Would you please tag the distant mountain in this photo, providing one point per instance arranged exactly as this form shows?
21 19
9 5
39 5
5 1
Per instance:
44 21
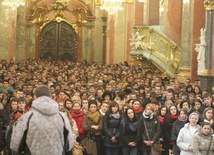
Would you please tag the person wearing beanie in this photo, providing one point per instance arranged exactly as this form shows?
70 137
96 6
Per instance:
77 115
177 126
45 126
186 134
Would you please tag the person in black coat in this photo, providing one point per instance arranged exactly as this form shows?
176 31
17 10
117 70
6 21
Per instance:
179 123
150 129
169 120
111 126
129 133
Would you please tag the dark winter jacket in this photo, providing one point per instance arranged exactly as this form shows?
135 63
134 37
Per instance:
174 134
111 127
129 132
153 129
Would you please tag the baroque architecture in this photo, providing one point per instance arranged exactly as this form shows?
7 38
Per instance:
161 32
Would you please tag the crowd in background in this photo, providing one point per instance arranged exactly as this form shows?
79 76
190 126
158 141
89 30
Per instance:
125 108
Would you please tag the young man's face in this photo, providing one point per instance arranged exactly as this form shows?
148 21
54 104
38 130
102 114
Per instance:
208 100
21 105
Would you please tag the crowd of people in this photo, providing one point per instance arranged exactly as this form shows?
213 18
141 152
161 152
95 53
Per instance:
125 109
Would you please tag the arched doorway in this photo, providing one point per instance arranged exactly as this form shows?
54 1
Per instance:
58 40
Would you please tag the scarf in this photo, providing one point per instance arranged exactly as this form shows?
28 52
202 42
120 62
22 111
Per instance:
146 116
211 121
133 126
94 116
115 115
137 110
102 113
161 119
173 117
76 114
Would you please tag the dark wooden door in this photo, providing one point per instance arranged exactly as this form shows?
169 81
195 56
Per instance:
58 41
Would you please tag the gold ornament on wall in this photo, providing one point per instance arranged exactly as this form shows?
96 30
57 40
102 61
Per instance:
209 4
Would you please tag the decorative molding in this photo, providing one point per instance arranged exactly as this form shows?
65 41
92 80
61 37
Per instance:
209 4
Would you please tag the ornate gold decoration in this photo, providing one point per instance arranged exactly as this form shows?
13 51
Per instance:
39 15
13 4
207 73
59 8
159 45
209 4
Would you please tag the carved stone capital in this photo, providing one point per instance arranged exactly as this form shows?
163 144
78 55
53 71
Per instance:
209 4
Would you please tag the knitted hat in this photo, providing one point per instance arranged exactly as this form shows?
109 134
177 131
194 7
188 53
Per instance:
16 116
194 113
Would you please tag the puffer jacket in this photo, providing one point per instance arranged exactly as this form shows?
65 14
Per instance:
185 139
45 131
201 143
153 129
177 126
111 128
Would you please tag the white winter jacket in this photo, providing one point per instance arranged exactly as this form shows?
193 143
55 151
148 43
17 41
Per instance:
185 139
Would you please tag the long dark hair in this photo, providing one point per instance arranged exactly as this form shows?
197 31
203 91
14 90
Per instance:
127 118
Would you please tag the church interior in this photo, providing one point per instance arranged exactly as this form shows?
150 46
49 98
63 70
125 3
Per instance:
169 34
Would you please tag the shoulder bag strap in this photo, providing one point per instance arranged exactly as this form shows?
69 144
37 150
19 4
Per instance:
209 145
146 129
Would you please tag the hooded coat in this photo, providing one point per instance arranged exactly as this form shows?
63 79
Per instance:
201 143
185 139
45 131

#####

= TASK DIRECTIONS =
Copy out the data from the line containing "Would you please tag the dark wooden" through the end of the data, both ends included, with the requests and their format samples unchanged. Multiply every coordinate in the answers by 0.7 and round each result to a whole number, with halves rounded up.

= THE REPLY =
Would you please tag the dark wooden door in this photo, providing one point per instance arranged exactly as this form shows?
169 81
195 56
Per instance:
41 29
Would you please tag the gold ornament on wall in this photo, providing one point per instance arranged exactly as this form shows?
96 30
57 40
102 61
Per instance:
146 3
Would you please tag the decorative molding in this photo, providing one point per instance arranged exactly as this form shows?
65 41
92 80
61 37
Per instance:
146 3
Would you please tag the ornate gold decoration in this photo, providing one point per instance arranged exactly as this form shows?
13 51
Per instance:
27 11
9 3
145 51
41 6
111 32
146 3
Would you please tag the carved stone capital in this photo, providing one point per instance arranged exactly as this form shows?
163 144
78 55
53 71
Per instance:
146 3
Would you please tag the knitted hat in this photo, providing one point per instance arranged exactly as this form shows?
109 134
177 131
194 7
188 53
Per instance:
11 81
136 79
Would you please tag the puffer jacket in this photo, providing one point per instance arranged exactly as this form shows?
65 14
Per instance:
130 97
32 92
141 100
107 90
124 88
78 90
Would you please tag the white winter jacket in this photo, providing one point per instance arranged exactly as this form shows?
193 143
55 151
148 43
17 41
Per instance:
130 97
Would you please tag the long dark hair in this photo, providing one point per instance arranged exactly as this form shows?
197 31
203 91
14 90
Per instance:
89 83
Would you please tag the church interior in this photo, providing one point per instance arranged exactly as this form shows?
150 46
49 98
63 70
125 3
Per instance:
118 24
Would you please tag the shoulder bag strap in this photo, providing one point per instance arranged exactly as this form shows?
69 144
37 150
19 4
Per instance:
146 102
102 90
Would you please tag the hooded coat in this photo, providing one point per instance arranged exactly as this form shows?
63 79
Per instance:
141 100
130 97
32 92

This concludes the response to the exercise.